## [What needs to be done]
Could you restate, word for word, the line that has "Target: desk surface" and all lines following it through the end of the entries below?

## [Data for review]
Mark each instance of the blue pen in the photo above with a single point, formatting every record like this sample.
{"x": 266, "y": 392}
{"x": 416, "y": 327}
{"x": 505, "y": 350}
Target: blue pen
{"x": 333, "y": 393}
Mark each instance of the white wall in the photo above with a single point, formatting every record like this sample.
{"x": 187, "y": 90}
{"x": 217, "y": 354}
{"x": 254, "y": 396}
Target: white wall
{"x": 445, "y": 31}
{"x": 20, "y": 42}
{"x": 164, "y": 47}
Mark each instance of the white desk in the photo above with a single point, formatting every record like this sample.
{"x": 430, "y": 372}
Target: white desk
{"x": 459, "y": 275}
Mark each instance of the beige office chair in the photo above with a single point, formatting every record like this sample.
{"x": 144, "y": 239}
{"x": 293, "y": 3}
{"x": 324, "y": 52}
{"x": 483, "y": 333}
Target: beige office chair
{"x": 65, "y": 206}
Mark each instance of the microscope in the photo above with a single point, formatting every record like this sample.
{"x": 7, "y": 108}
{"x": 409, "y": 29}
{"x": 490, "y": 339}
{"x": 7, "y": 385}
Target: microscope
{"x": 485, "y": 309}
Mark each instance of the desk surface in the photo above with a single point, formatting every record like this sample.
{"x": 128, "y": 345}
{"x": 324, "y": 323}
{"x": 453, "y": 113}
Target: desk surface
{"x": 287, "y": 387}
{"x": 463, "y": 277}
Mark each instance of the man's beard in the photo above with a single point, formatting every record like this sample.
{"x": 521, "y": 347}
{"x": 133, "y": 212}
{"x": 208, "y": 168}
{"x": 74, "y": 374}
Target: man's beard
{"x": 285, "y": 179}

## [Your response]
Target: desk surface
{"x": 287, "y": 387}
{"x": 463, "y": 277}
Mark each instance of the man's beard in the photo above with a single point, formatting every record like this sample.
{"x": 521, "y": 347}
{"x": 133, "y": 212}
{"x": 208, "y": 168}
{"x": 74, "y": 374}
Target: man's beard
{"x": 285, "y": 179}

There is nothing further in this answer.